Look through the entries below and say how many lines contain the string "Target". Give the number only.

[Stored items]
BEGIN
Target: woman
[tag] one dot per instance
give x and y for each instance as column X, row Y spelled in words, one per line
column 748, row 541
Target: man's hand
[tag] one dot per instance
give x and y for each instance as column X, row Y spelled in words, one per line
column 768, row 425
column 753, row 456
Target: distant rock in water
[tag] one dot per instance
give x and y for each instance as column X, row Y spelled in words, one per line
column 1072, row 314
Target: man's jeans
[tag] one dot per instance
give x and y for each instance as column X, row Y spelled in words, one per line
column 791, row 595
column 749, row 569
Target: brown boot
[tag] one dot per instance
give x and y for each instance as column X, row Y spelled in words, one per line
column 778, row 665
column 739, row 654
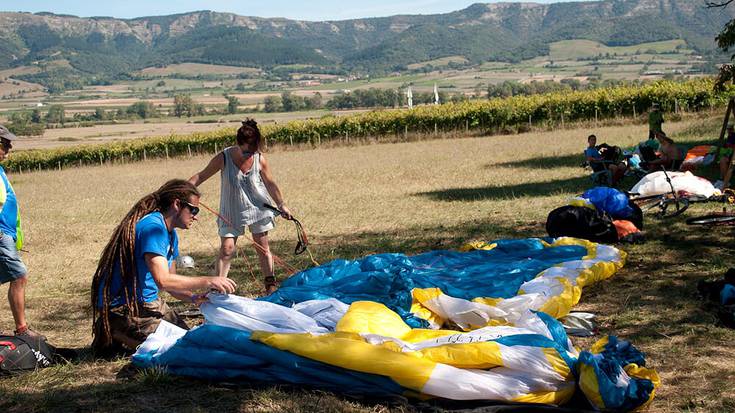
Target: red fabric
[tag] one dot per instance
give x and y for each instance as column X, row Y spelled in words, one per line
column 624, row 228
END
Task output:
6